* BEGIN Records to use *
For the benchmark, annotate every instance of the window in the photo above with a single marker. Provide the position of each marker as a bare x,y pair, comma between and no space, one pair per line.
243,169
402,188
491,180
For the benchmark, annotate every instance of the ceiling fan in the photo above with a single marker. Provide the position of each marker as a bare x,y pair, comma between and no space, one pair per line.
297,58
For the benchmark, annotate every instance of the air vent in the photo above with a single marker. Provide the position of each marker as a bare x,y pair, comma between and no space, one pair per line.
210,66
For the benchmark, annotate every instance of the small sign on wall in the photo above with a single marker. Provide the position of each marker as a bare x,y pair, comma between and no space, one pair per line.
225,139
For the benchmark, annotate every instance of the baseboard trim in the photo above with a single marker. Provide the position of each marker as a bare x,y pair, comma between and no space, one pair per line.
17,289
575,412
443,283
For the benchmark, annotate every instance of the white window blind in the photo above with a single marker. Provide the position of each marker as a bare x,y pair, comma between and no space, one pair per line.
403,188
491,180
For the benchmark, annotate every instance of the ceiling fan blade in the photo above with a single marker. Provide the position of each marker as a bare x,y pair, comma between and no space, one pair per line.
* END Records to use *
* BEGIN Records to use *
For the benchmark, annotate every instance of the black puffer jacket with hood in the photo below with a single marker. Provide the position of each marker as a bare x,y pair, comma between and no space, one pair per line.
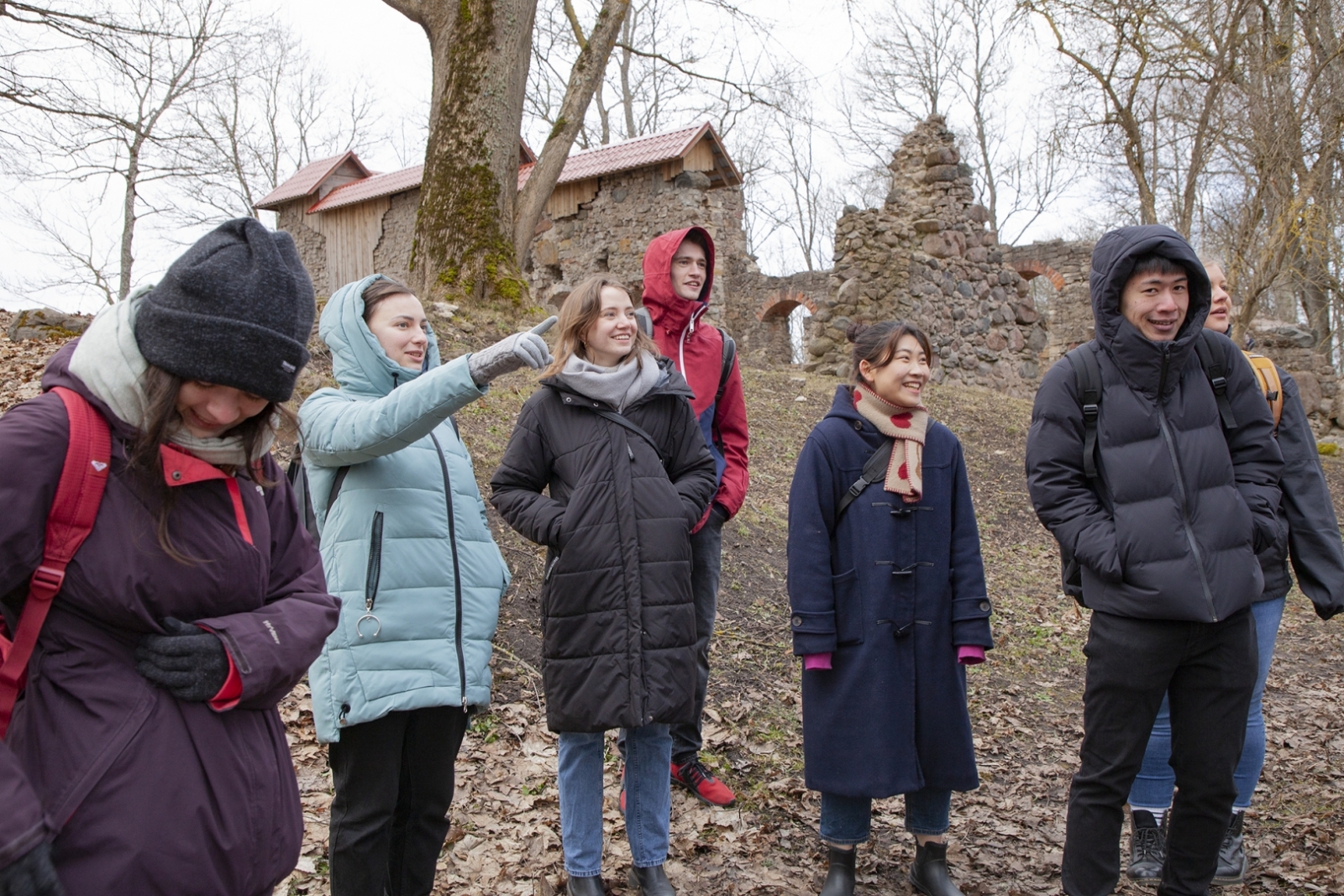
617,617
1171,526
* END Records to use *
**Task instructions**
Reproduce the data without any changes, starting at the line with "For the benchmark, annotate every instance of the white" and continuing up to and including the line with "ceiling fan blade".

**Result of the exercise**
For the benchmark, annotate every instance of the white window blind in the photo above with a single marker. Provide the position of each marker as a bare x,y pair, comma between and no space, one pair per line.
403,188
491,180
For the benchmark, annotate every instance of the ceiling fan blade in the photo above with a single marker. Provide the position of each marker as a bare x,y pair, comma between and no space, one pair per line.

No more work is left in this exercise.